▸ YOUR INSTRUCTIONS: Each line below should be reproduced without any alteration.

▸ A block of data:
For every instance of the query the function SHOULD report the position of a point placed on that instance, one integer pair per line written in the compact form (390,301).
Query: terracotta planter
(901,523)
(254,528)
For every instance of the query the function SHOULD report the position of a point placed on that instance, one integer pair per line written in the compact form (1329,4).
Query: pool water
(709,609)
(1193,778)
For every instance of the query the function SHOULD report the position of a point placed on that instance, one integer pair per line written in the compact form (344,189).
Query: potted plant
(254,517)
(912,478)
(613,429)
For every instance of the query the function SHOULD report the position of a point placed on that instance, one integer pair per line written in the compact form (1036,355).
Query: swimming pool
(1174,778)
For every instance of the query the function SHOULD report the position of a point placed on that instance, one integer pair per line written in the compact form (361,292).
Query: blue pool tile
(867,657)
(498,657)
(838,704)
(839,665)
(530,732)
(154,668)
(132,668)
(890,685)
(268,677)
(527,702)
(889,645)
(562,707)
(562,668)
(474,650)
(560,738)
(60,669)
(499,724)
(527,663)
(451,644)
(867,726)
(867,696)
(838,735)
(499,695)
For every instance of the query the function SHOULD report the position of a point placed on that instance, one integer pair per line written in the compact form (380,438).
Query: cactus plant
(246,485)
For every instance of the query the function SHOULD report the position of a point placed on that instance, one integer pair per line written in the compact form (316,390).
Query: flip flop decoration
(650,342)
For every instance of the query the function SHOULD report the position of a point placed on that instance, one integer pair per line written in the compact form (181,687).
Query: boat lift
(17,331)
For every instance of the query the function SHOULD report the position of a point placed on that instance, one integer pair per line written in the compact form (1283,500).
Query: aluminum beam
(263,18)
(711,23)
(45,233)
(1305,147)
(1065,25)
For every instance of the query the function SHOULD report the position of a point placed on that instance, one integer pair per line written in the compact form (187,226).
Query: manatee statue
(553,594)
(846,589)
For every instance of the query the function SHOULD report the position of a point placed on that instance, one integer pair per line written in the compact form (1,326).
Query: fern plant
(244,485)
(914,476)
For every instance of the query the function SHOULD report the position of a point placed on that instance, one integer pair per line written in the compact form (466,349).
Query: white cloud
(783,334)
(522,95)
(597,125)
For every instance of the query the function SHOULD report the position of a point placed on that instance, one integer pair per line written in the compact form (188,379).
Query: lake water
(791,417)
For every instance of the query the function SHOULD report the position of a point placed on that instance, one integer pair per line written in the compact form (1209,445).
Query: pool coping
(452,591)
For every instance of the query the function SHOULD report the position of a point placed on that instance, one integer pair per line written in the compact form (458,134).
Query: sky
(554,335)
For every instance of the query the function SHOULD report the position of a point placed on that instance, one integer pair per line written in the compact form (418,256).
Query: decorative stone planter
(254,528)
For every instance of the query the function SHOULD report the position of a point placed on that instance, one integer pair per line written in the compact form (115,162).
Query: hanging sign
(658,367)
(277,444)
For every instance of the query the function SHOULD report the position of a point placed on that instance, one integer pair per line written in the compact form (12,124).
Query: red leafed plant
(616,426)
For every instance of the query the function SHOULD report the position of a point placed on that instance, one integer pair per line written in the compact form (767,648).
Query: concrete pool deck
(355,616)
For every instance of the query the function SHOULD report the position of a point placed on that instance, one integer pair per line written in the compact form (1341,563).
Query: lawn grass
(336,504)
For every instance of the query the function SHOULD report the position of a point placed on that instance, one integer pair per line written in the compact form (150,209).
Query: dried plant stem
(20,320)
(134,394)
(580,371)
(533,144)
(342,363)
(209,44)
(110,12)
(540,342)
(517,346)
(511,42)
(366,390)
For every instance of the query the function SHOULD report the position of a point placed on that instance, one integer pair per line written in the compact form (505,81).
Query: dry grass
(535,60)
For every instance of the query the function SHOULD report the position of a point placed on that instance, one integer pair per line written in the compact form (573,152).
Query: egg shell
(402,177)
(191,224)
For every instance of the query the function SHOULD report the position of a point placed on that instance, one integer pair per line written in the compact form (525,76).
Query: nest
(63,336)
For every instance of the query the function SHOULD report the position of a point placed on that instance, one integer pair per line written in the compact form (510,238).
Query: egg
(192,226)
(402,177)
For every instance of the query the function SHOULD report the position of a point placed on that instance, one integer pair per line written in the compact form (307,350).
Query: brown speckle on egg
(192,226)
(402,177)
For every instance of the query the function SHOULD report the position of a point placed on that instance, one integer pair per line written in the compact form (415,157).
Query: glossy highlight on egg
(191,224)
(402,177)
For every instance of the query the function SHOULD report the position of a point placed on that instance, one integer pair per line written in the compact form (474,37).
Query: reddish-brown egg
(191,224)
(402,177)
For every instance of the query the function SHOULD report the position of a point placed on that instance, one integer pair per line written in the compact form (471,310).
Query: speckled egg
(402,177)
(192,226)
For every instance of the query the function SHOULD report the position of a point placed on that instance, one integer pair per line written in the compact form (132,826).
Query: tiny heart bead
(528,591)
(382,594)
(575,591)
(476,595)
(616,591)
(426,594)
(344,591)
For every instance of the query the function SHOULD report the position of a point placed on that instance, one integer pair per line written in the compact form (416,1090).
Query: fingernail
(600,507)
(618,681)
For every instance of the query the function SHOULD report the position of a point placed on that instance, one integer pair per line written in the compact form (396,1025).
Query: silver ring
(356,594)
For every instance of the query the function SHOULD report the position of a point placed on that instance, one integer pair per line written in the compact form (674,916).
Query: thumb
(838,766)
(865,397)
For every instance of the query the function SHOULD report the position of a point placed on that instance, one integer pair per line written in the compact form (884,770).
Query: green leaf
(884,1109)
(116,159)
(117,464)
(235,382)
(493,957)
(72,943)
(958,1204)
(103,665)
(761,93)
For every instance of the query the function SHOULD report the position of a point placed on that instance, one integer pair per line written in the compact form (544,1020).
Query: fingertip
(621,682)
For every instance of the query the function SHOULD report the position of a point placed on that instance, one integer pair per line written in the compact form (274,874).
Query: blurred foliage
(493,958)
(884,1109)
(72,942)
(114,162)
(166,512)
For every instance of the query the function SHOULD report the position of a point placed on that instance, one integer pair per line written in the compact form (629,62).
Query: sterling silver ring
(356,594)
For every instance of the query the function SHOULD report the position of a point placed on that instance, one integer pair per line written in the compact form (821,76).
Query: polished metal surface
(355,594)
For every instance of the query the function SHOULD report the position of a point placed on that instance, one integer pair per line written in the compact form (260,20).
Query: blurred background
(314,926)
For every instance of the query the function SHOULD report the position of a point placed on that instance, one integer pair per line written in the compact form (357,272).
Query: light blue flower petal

▸ REPLY TO THE EXERCISE:
For every instance of the query the function SHOULD report the position of a point placed on that instance, one integer pair per line written in the compact form (390,301).
Query: terracotta planter
(901,523)
(254,528)
For every instance of the query the function SHOULD report the position of a point placed on that instance, one integer pair per line written in the compact form (1329,4).
Query: pool water
(709,609)
(1193,778)
For every instance of the query the function SHOULD report the position of a point placed on that instance, one integer pair per line written in the compact form (344,189).
Query: potted plant
(254,517)
(912,478)
(613,429)
For every instance of the query the function SHOULD report the position of a point placed on that instance, one integer pair per line written in the compact form (1036,355).
Query: swimming pool
(1174,778)
For every instance of the query the function SHOULD report the position of a point placed on that instance, one integer pair per line written in the compact form (361,292).
Query: blue pool tile
(867,657)
(498,657)
(838,704)
(839,665)
(530,732)
(154,668)
(132,668)
(890,685)
(268,677)
(527,702)
(889,645)
(562,707)
(562,668)
(474,650)
(560,738)
(60,669)
(499,724)
(527,663)
(451,644)
(867,726)
(867,696)
(838,735)
(499,695)
For every instance of the query the function SHOULD report the position of a point placed on that instance, one integer pair per line written in the compact form (380,438).
Query: cactus plant
(246,485)
For every instance of the query the function SHOULD report the position of a point placed on that instance, one integer pair per line written in the compact form (316,390).
Query: flip flop decoration
(650,342)
For every instance of the query the function SHOULD report the position of a point placed on that instance, one integer pair per line written in the compact form (181,687).
Query: boat lift
(17,331)
For every instance of the query the function SHOULD report the position of a point placed on that instance, one integer pair per line written in the compact form (1283,500).
Query: aluminum beam
(263,18)
(711,23)
(45,233)
(1305,147)
(1065,25)
For every instance of the query the function SHOULD report the position of a point placed on that instance, one integer pair per line written in the compact form (187,226).
Query: manatee statue
(553,594)
(846,589)
For every instance of the query the function SHOULD report the position of a point placed on that instance, one integer pair per line written in the compact form (1,326).
Query: fern plant
(244,485)
(914,476)
For every instance of the query the function SHOULD report the position of a point placed on that instance, one integer pair per line written in the compact form (466,349).
Query: white cloud
(783,334)
(522,95)
(597,125)
For every instance of the query the function SHOULD report the position of a point placed on that instance, one integer pair per line written in the compact form (188,379).
Query: lake water
(791,417)
For every instance of the query the function SHOULD report the position of a point placed on that instance, one integer pair per line written in the compact form (1209,445).
Query: pool coping
(452,591)
For every instance of the query the function SHOULD report the position of a point placed on that instance, one integer pair per line written in the compact form (458,134).
Query: sky
(554,335)
For every instance of the query the function SHOULD report the position of a point placed on that instance, one integer pair per line written in the compact form (418,256).
Query: decorative stone planter
(254,528)
For every instance of the query the function SHOULD report the position of a point placed on that instance, one integer pair per line written in the compact form (115,162).
Query: hanging sign
(658,367)
(277,444)
For every instance of the query the function SHOULD report the position of a point placed on that instance, one integer pair per line written in the compact form (12,124).
Query: red leafed plant
(616,426)
For every instance of the query the function SHOULD report the position of a point placed on that instance, one integer pair per line written in the compact form (767,648).
Query: concrete pool deck
(355,616)
For every instance of the query the function SHOULD report the position of a point placed on that instance, one integer pair per line written in the compact form (1341,563).
Query: lawn grass
(336,504)
For every instance of the query the function SHOULD report the position of a point placed on that instance, one integer pair per line written in the compact form (150,209).
Query: dried plant stem
(20,320)
(134,394)
(580,371)
(533,144)
(342,363)
(209,44)
(110,12)
(540,342)
(517,346)
(511,42)
(366,390)
For every instance of the query the function SHOULD report the position of a point placed on that instance, one integer pair per line written in the compact form (505,81).
Query: dry grass
(535,60)
For every instance of the query the function SHOULD report the position of a point placed on that instance, one integer pair per line written in the compact form (573,152).
Query: egg shell
(402,177)
(191,224)
For every instance of the query the function SHOULD report the position of a point placed on that instance, one integer pair per line written in the compact form (525,76).
Query: nest
(63,336)
For every instance of the query the function SHOULD report the position of a point placed on that instance, one integer pair per line written in the compact form (510,238).
Query: egg
(192,226)
(402,177)
For every instance of the query the function SHOULD report the position of a point placed on that instance, one integer pair per line written in the compact form (307,350).
Query: brown speckle on egg
(192,226)
(402,177)
For every instance of the query the function SHOULD report the position of a point placed on that instance, one integer pair per line written in the compact form (415,157).
Query: glossy highlight on egg
(191,224)
(402,177)
For every instance of the query the function SHOULD report the position of a point placed on that instance, one integer pair per line written in the compact form (474,37).
Query: reddish-brown egg
(191,224)
(402,177)
For every instance of the query the function SHOULD report the position of a point placed on that instance, one integer pair per line written in the compact form (471,310).
Query: speckled egg
(402,177)
(192,226)
For every instance of the query the function SHOULD report the position of a point placed on that instance, one integer pair per line written in the compact form (132,826).
Query: tiny heart bead
(528,591)
(382,594)
(575,591)
(476,595)
(616,591)
(426,594)
(344,591)
For every instance of the query the function SHOULD report the position of a point placed on that instance, one integer pair per line written in the compact form (416,1090).
Query: fingernail
(600,507)
(618,681)
For every instance of the query the function SHOULD report the position of a point placed on that instance, one integer pair per line written in the compact form (396,1025).
Query: silver ring
(356,594)
For every instance of the query the function SHOULD report the position of a point placed on that instance, one integer pair per line written in the compact form (674,916).
Query: thumb
(838,766)
(865,397)
For every instance of the query the function SHOULD report the position of a point placed on that instance, one integer pair per line written in the compact form (884,770).
Query: green leaf
(884,1109)
(116,159)
(117,464)
(235,382)
(493,957)
(72,943)
(958,1204)
(103,665)
(761,93)
For every instance of the query the function SHOULD report the position of a point placed on that instance, one integer pair per line written in the compact form (544,1020).
Query: fingertip
(621,682)
For every instance of the query the function SHOULD report the position of a point placed on that instance, one integer pair per line written in the compact form (274,874).
Query: blurred foliage
(493,958)
(884,1109)
(72,942)
(114,162)
(166,512)
For every instance of the query the function SHOULD report the position of a point placed on that instance, one integer pair per line written in the compact form (629,62).
Query: sterling silver ring
(356,594)
For every instance of the query the function SHOULD report the position of a point placed on that instance, one integer pair per line written in the compact form (821,76).
Query: polished metal surface
(355,594)
For every instance of the query the function SHOULD report the position of a point placed on that instance, one integer pair per line written in the compact form (260,20).
Query: blurred background
(314,926)
For every instance of the query the function SHOULD report the position of a point placed on that instance, one integer pair per line written in the compact form (357,272).
Query: light blue flower petal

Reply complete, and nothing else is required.